--- START OF Provided information ---

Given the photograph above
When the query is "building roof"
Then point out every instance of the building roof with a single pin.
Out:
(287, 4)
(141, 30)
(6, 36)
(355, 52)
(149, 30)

--- END OF Provided information ---

# Exercise
Can you edit the entries above so that "building roof" reads "rooftop" wherever it occurs, with everything else left unchanged?

# Reply to the exercise
Given the photograph above
When the query is "rooftop"
Then point out every instance of the rooftop with a single pin.
Out:
(287, 4)
(141, 30)
(6, 36)
(355, 52)
(149, 30)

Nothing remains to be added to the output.